Dataset entries:
>>>>

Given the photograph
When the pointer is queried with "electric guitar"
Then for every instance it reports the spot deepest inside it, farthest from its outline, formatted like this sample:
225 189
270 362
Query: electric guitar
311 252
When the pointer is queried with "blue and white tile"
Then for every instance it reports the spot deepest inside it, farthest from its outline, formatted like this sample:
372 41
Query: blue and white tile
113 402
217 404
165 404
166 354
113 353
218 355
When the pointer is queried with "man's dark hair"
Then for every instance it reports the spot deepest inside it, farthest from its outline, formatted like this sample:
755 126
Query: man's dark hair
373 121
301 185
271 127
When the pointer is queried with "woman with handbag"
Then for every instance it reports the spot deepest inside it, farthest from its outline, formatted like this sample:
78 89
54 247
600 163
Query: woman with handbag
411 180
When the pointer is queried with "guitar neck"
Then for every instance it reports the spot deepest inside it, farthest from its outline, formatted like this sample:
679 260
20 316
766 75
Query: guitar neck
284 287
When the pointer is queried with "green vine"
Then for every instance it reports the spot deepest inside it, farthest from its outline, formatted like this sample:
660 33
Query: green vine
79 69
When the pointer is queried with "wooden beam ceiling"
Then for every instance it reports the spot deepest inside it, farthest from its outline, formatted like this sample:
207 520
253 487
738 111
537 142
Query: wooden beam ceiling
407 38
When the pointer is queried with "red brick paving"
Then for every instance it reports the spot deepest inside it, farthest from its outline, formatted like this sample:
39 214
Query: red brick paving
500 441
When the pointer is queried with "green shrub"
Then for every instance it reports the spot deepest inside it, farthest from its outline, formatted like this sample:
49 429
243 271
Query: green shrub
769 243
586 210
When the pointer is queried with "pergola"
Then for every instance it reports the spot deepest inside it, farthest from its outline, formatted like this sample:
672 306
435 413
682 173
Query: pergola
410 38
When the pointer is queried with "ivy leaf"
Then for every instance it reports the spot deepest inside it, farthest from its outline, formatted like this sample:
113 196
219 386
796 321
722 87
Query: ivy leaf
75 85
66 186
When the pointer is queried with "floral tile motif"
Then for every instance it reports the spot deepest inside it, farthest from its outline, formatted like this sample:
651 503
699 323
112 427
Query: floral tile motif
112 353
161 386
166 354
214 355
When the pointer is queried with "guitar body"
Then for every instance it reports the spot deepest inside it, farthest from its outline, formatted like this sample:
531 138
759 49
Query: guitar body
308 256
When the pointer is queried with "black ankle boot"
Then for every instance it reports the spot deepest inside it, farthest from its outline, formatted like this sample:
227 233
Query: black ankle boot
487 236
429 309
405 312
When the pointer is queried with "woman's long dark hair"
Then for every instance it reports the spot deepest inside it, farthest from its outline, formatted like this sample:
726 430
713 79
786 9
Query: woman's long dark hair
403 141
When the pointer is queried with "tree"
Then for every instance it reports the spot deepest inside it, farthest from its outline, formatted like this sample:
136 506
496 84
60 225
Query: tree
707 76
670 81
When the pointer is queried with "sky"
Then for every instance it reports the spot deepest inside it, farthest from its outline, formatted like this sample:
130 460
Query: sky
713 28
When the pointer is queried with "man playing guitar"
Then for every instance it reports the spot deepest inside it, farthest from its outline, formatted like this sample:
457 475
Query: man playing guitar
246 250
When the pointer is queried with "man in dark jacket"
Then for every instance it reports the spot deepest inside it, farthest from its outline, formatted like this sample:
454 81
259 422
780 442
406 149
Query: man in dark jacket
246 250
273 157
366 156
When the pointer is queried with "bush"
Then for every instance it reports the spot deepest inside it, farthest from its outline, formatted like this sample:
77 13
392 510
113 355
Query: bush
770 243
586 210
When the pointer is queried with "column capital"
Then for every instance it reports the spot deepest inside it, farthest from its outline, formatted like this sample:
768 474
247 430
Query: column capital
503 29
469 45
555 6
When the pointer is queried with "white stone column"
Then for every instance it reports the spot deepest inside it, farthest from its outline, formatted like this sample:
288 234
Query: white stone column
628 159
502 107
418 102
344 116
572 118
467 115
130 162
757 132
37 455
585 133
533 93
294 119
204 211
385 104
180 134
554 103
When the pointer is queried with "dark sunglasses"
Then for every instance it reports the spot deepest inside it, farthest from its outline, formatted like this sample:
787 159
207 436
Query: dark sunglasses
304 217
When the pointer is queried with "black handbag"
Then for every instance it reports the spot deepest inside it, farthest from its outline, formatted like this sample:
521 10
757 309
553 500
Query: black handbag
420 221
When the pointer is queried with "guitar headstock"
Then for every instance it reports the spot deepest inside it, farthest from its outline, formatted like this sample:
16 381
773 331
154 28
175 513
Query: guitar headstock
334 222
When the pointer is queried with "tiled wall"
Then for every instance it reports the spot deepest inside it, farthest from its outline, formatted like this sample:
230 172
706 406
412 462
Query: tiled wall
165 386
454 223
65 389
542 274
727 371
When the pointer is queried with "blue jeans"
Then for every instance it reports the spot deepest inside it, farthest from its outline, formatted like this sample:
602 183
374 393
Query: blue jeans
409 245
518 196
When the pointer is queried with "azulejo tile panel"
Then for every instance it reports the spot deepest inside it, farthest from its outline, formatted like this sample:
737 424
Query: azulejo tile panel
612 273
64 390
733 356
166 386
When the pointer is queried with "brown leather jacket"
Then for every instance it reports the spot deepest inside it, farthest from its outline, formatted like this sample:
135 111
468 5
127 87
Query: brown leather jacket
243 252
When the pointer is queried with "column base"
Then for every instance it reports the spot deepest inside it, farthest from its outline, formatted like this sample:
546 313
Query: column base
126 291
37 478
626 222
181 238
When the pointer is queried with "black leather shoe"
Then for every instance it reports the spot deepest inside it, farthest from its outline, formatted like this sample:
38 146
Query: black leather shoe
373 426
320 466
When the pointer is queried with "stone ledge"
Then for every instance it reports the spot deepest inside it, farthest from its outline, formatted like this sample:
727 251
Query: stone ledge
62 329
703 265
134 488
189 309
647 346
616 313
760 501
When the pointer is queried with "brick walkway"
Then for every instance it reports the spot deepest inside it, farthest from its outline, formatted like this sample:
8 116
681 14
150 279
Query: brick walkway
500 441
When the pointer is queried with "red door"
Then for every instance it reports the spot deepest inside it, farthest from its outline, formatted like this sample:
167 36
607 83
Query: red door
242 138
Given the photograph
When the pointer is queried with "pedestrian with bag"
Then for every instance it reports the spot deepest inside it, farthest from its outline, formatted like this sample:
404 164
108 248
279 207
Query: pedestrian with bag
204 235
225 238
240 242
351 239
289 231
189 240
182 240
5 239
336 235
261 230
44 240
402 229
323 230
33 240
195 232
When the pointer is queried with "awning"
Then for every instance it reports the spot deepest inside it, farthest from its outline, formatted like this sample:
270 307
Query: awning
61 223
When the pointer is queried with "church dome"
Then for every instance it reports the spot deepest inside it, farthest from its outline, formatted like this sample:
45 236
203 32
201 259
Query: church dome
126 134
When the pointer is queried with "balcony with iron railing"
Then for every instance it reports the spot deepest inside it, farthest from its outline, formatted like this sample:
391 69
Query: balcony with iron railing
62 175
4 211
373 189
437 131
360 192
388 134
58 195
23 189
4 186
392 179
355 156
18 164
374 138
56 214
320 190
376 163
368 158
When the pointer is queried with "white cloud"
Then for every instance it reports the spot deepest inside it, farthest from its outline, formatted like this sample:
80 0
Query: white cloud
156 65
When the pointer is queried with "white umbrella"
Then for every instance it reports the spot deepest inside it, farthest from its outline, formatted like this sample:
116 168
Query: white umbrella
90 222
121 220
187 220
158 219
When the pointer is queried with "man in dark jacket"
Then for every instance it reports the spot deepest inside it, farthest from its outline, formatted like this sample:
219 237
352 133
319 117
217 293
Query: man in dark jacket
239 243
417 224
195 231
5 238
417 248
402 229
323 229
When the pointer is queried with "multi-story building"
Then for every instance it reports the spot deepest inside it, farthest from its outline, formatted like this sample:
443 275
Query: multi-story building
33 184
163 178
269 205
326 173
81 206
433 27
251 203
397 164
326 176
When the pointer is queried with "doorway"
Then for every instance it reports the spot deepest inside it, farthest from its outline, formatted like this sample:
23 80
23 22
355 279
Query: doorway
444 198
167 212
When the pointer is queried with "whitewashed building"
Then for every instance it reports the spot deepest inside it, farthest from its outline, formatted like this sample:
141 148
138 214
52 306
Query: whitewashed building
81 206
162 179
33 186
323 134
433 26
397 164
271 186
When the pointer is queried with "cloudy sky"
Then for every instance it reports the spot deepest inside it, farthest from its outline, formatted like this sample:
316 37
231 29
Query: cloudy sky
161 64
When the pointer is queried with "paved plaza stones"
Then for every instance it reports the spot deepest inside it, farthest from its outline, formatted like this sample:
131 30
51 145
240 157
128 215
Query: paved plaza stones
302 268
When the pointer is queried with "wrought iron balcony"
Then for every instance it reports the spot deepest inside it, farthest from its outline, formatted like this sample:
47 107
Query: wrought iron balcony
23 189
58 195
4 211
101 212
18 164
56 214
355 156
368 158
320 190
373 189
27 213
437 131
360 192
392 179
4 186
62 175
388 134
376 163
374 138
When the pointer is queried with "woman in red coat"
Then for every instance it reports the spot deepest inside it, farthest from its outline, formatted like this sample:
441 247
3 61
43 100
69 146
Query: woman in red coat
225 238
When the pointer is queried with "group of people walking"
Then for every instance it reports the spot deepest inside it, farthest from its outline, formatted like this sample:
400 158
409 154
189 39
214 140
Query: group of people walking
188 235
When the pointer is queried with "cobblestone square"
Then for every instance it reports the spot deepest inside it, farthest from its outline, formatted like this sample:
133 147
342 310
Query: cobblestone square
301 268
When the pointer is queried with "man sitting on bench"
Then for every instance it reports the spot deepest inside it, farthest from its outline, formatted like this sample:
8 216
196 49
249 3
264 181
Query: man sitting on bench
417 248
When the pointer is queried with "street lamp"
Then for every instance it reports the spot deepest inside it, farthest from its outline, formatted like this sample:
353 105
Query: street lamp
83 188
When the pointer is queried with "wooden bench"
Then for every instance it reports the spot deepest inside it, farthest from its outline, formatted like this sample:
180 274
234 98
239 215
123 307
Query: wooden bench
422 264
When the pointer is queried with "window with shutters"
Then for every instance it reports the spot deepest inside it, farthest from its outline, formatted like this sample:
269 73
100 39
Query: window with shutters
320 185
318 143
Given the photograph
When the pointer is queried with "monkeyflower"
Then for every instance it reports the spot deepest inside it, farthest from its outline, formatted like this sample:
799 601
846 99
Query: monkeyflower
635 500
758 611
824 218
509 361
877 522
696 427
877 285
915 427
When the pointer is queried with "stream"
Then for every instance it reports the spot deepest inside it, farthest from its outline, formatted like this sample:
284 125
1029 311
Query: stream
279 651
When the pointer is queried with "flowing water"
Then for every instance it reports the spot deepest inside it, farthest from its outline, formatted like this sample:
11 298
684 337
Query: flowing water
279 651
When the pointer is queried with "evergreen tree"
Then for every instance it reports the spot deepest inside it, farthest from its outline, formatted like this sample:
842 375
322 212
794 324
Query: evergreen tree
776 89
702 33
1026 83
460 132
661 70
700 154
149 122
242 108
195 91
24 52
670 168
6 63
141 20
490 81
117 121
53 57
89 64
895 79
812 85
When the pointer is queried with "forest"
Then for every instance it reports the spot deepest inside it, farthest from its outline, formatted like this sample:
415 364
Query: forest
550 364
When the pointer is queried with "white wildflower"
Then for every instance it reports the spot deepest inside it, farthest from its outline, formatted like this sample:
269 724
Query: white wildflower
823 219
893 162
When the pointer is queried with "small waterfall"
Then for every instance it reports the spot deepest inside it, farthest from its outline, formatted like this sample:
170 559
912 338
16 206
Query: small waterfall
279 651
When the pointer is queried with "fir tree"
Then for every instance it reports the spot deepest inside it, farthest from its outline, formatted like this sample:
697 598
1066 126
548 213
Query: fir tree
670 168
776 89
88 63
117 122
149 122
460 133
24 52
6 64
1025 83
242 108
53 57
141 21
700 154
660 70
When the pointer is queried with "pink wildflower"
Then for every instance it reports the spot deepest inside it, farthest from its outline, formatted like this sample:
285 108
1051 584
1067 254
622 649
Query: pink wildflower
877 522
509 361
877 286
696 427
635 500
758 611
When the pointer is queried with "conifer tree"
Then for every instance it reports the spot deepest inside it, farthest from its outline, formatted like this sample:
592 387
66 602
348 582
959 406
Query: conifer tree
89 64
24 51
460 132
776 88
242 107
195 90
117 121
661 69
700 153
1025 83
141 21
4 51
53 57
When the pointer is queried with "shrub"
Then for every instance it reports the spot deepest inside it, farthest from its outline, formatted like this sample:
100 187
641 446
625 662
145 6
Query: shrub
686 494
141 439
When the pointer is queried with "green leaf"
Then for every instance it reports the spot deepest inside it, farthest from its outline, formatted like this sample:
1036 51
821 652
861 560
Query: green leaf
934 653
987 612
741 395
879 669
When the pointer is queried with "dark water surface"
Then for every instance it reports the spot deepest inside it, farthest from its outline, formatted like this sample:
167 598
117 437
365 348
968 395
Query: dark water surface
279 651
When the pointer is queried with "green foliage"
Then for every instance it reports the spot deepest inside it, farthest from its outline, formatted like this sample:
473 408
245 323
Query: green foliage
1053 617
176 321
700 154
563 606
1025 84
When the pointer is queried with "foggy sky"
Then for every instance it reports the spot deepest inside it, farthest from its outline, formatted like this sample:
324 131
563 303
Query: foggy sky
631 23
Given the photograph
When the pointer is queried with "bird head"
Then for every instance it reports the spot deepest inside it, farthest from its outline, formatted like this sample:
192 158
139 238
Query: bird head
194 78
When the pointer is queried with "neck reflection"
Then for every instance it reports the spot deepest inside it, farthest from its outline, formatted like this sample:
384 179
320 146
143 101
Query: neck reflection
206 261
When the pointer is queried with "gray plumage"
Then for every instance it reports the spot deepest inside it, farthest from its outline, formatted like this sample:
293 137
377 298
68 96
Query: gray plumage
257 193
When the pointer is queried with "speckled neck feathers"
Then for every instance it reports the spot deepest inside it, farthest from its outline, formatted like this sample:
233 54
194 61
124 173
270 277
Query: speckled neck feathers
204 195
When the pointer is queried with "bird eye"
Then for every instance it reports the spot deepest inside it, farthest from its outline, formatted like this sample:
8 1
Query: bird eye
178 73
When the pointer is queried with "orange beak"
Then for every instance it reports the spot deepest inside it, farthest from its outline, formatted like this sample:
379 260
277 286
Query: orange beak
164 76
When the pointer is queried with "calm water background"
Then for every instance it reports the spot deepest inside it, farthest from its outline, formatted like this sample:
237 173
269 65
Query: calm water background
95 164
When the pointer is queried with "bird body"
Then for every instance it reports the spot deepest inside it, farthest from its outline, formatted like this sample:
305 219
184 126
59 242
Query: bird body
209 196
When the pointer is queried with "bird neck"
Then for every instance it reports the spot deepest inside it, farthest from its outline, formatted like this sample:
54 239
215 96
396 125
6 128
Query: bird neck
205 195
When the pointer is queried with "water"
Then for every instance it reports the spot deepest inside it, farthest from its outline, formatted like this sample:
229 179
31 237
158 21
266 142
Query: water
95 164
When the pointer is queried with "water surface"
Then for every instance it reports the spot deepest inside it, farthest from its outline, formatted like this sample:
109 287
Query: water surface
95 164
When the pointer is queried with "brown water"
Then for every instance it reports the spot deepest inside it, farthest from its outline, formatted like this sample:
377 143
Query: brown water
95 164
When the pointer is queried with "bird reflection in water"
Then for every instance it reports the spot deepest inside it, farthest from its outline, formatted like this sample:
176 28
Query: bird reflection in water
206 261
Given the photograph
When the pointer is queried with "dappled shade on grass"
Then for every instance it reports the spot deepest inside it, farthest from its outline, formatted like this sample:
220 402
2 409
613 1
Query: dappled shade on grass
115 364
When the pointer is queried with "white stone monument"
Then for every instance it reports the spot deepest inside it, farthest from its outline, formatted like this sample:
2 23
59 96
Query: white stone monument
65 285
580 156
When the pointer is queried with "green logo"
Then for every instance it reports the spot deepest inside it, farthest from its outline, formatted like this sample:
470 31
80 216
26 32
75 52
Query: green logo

<<<<

* **TASK BRIEF**:
Among the lines above, find those containing the word "logo" and copy each.

* **RESPONSE AREA**:
When the pointer is queried with "green logo"
Query: green logo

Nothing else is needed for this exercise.